Reproduce word for word the lines starting at the one that contains "Each instance of the hazy" and ending at the one that contains "[[328, 26]]", including both.

Data for the task:
****

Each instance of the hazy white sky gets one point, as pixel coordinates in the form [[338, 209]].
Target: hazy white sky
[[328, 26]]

****

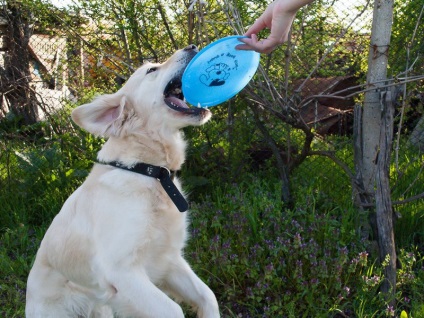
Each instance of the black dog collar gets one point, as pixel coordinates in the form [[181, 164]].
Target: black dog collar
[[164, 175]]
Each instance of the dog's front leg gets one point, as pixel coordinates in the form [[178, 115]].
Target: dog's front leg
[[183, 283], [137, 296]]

****

Response below:
Each instance of the hazy white sky gets one point, as pixel coordinates in the form [[338, 209]].
Target: hazy white sky
[[328, 26]]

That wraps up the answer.